## Objective
Copy the data precisely, keeping every character.

Location identification entries:
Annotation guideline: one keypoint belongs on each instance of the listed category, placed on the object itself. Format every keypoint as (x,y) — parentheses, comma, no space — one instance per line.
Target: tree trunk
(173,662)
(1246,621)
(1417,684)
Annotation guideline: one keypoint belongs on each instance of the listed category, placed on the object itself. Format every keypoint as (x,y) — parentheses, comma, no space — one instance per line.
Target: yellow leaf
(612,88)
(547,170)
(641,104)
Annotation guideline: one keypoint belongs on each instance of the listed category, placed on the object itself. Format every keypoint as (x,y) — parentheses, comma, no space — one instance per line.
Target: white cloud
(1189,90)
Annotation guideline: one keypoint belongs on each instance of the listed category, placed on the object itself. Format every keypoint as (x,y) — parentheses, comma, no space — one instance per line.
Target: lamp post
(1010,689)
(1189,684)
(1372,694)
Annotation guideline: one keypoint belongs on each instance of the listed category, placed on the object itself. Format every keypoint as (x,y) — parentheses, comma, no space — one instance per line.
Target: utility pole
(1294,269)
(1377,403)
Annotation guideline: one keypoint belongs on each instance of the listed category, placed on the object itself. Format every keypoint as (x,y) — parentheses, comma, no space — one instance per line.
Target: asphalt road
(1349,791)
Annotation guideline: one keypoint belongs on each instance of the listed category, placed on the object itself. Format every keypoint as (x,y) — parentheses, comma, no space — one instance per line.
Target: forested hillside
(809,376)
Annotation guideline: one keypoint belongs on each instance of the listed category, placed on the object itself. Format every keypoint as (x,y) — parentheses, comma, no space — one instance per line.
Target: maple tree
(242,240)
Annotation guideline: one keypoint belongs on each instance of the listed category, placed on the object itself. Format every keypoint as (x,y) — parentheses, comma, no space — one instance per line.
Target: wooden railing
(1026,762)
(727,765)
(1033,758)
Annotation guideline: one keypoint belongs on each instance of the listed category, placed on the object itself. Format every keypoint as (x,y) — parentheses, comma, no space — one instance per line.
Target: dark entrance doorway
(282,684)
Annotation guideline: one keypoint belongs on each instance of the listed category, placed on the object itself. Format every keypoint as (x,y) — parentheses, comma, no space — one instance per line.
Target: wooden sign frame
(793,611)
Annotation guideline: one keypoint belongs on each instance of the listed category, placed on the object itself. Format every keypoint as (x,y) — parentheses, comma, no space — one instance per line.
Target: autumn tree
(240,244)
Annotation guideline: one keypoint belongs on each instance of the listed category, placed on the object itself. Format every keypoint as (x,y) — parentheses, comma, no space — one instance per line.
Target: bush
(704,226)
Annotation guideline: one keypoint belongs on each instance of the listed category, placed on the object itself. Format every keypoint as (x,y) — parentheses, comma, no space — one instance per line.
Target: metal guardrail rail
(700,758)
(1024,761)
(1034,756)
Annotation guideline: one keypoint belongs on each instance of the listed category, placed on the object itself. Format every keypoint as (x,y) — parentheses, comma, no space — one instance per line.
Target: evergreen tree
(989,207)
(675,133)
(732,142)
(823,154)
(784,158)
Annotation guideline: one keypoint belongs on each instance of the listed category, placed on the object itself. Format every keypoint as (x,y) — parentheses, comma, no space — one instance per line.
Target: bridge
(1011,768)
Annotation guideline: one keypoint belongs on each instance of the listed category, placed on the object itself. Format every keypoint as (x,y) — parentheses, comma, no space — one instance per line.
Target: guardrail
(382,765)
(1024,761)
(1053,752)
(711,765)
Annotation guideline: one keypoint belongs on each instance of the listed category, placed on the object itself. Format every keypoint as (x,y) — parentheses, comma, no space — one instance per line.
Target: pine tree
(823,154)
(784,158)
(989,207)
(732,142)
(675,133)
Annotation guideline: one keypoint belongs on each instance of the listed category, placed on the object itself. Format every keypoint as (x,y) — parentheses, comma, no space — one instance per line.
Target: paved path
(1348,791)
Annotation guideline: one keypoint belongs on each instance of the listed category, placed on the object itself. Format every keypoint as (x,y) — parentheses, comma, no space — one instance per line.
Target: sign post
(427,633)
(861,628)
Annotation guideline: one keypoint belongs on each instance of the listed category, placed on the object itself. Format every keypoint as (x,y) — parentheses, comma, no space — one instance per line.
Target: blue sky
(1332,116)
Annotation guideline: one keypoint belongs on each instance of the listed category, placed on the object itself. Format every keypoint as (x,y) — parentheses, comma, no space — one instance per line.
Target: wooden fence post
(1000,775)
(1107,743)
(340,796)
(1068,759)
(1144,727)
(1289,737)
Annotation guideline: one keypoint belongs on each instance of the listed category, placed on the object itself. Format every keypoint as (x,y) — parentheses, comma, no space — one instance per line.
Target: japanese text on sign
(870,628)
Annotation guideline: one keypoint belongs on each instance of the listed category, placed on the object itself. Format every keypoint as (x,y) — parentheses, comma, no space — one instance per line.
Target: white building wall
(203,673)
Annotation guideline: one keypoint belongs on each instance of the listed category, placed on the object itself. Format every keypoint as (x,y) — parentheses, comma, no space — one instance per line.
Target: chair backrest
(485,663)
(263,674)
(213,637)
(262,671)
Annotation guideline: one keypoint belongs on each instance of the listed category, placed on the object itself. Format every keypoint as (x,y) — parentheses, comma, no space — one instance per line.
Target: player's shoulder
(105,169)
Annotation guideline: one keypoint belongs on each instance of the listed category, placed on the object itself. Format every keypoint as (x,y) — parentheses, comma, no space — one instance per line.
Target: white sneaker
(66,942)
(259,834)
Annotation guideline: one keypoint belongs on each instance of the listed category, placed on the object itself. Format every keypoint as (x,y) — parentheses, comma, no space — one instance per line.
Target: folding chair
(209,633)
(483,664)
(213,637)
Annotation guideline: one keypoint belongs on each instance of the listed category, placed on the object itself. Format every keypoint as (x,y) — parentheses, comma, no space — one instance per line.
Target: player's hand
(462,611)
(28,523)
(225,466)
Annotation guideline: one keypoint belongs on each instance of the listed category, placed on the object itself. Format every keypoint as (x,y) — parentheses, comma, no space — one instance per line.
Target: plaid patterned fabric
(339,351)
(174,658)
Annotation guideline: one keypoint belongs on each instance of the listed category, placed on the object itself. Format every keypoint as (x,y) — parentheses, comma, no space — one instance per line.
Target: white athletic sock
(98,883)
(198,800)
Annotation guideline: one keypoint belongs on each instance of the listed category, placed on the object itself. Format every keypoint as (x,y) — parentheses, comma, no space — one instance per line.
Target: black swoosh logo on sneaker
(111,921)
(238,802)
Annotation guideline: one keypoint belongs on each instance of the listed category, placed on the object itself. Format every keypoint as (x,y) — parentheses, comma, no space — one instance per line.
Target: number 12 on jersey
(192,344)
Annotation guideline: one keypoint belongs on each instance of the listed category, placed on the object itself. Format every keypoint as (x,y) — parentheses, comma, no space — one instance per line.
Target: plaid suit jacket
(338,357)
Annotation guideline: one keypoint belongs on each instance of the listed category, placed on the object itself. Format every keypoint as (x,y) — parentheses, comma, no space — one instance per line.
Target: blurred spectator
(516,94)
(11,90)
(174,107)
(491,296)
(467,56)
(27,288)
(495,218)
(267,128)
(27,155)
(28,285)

## Solved exercise
Annotation guideline: one keypoint belongs on each instance of the listed category, placed on the object itself. Format every keypoint as (x,y) — parentheses, comma, no space — one instance per line.
Target: tree trunk
(173,662)
(1246,621)
(1417,684)
Annotation guideline: one keypoint belongs on each instance of the listed category, placed on the object itself. Format every keypoint as (x,y) — parentheses, comma, no space — one instance per line.
Target: yellow leaf
(612,88)
(547,170)
(641,104)
Annotation guideline: one keypoint belongs on each instance of the listed category, placed on the object itself. Format every keypoint as (x,y) — parentheses, comma, no space — one instance per line.
Target: white cloud
(1189,90)
Annotation guideline: one keypoint belongs on each instance of the listed category, placed on the object itself. Format every keypoint as (x,y) — parentheses, comma, no space — one instance per line.
Target: lamp post
(1010,689)
(1189,684)
(1372,694)
Annotation guideline: one keypoint belongs on each instance of the listed category, placed on the object itself. Format every keypoint as (x,y) — parentheses, comma, no space — one instance per line.
Target: utility pole
(1294,269)
(1377,403)
Annotation guideline: one keypoint belongs on each instance of the listed category, placed on the object itself. Format every keypoint as (x,y) — parentheses, comma, no space — one instance per line.
Target: asphalt road
(1349,791)
Annotation guideline: one keypoint belongs on each instance of the listed category, placed on the object itself. Format every keypoint as (x,y) — parentheses, comma, no space — one instance per line.
Target: forested hillside
(809,376)
Annotation guideline: one keypoint belongs on each instance of the listed category, placed on the object itself. Format every keypoint as (x,y) — parentheses, comma, no space — one instance per line.
Target: maple tree
(242,240)
Annotation guideline: one keypoint belongs on each instance of the listed category, placed on the object itself. Format every keypoint as (x,y) — parentheses, comma, no space — one instance per line.
Target: wooden railing
(1026,762)
(727,765)
(1033,758)
Annotation guideline: one keypoint belongs on each instance of the listed category, placed on the object itself. Format every keypoint as (x,y) — parentheses, comma, no space — one instance per line.
Target: dark entrance doorway
(282,684)
Annotation guideline: one keypoint belongs on each instance of the listed category, placed on the object itself. Format every keypoint as (x,y) — parentheses, comma, no space — one instance per line.
Target: wooden sign frame
(793,611)
Annotation guideline: one keypoint belongs on each instance of the listed category, placed on the object itself. Format every keypoint as (x,y) — parentheses, comma, no space — one instance per line.
Target: autumn tree
(240,244)
Annotation guideline: one keypoint belongs on each instance of the listed category, placed on the object itself. Format every keypoint as (x,y) — parentheses, comma, no space — one instance per line.
Target: bush
(704,226)
Annotation guideline: one keypoint belongs on each instance of the listed category, placed on the object itself. Format every keypoint as (x,y) — parentheses, comma, no space — one instance per line.
Target: metal guardrail rail
(700,758)
(1024,761)
(1034,756)
Annotation guideline: one keypoint belongs on each instance of the listed category, placed on the object itself. Format every keypoint as (x,y) — parentheses, comma, no space — one instance per line.
Target: evergreen tree
(989,207)
(675,133)
(732,142)
(823,154)
(784,158)
Annotation guideline: one keypoint belongs on each instance of the listed category, placed on the object itself. Format every keypoint as (x,y) — parentheses, comma, no space — one instance per line.
Target: bridge
(1011,768)
Annotation guideline: one keypoint belongs on each instance of the listed category, placed on the object itself. Format every keypoint as (x,y) — parentheses, comma, no space — one instance per line.
Target: guardrail
(382,765)
(1024,761)
(1053,752)
(711,765)
Annotation guideline: one keypoint belongs on each instance of the listed category, placed on the object itself. Format every keypoint as (x,y) — parentheses, comma, no space — one instance per line.
Target: pine tree
(823,154)
(784,158)
(989,207)
(732,142)
(675,133)
Annotation guideline: one keypoint belongs on each instance of the listed category, placed on the object itself. Format every keypoint as (x,y) — parentheses, comma, no space — one instance per line.
Target: paved path
(1348,791)
Annotation guideline: one keypoint belongs on each instance of the listed category, placed on the object itself. Format every keypoint as (x,y) — parentheses, comma, no space — one instance per line.
Target: sign post
(427,633)
(861,628)
Annotation guideline: one keypoint belongs on each instance of the listed category, placed on the object itself. Format every keypoint as (x,y) — parentheses, comma, no space — one instance per line.
Target: blue sky
(1332,116)
Annotation guideline: one keypoint belongs on each instance of the listed category, placed on the object itself. Format every keypoint as (x,y) — parentheses, comma, no space — one instance per line.
Target: wooden fence post
(1000,775)
(1107,743)
(340,796)
(1068,759)
(1144,727)
(1289,737)
Annotation guideline: one keypoint belongs on each instance of the listed category, placed on the object itself. Format every keypoint as (x,y) — parentheses, comma, no space — one instance per line.
Target: japanese text on sign
(870,628)
Annotation guideline: one keypoint belongs on each instance of the listed category, placed on the object itself. Format every keypoint as (x,y) — parentheses, comma, no space — one instance per line.
Target: white building wall
(203,673)
Annotation guideline: one keypoint belongs on each instance of the listed category, placed on the object itself. Format every keypoint as (x,y) — parentheses, comma, no space — one instance per line.
Target: chair backrest
(485,663)
(263,674)
(213,637)
(262,671)
Annotation guideline: one keypoint belongs on each instance of the listed category, placed on the object itself. Format every keypoint as (x,y) — parentheses, comma, no space — one instance per line.
Target: player's shoulder
(105,169)
Annotation guideline: one keypoint belongs on each instance of the listed category, placed on the object itself. Format every keypoint as (x,y) — parentheses, comma, no space — one instance per line.
Target: white sneaker
(66,942)
(259,834)
Annotation guideline: one keypoint belongs on each instance of the listed category, placed on the object itself. Format every keypoint as (x,y) — parentheses, comma, no space — one instance per line.
Target: folding chair
(209,633)
(483,664)
(213,637)
Annotation guideline: one keypoint belongs on each instance of the listed category, placed on the object itself. Format every keypoint as (x,y) — parentheses, comma, no space — one instance per line.
Target: player's hand
(462,611)
(28,523)
(225,466)
Annotation guideline: one keypoint belongs on each instance of the listed category, placed on the object itself. Format every keypoint as (x,y) — parentheses, comma, no space — one instance per line.
Target: plaid patterned fabric
(339,351)
(174,658)
Annotation guideline: one keypoint belongs on each instance of the listed category, placed on the object itself. Format every keypoint as (x,y) — parentheses, comma, no space — one instance per line.
Target: white athletic sock
(98,883)
(198,800)
Annotation guideline: one keypoint belongs on each instance of the listed category, placed on the object itself. Format every keypoint as (x,y) — parentheses, comma, no space — one instance per line.
Target: black swoosh logo on sneaker
(111,921)
(238,802)
Annotation guideline: one keypoint belongs on each instance of the listed category, placed on the object itself. Format every keypoint as (x,y) — parentheses, comma, no space — one instance per line.
Target: number 12 on jersey
(192,344)
Annotation guideline: one keypoint belongs on each instance of the listed category, placed on the object itself. Format every keypoint as (x,y) — parentheses, comma, no space — one instance per line.
Target: plaid suit jacket
(338,357)
Annotation guideline: one keypoint belongs on each instance of the listed category, placed on the object itself. Format every keypoint as (x,y) — parentheses, comma, no space — one instance per line.
Target: blurred spectator
(516,94)
(11,90)
(174,107)
(491,296)
(467,56)
(27,288)
(495,218)
(267,128)
(27,155)
(28,285)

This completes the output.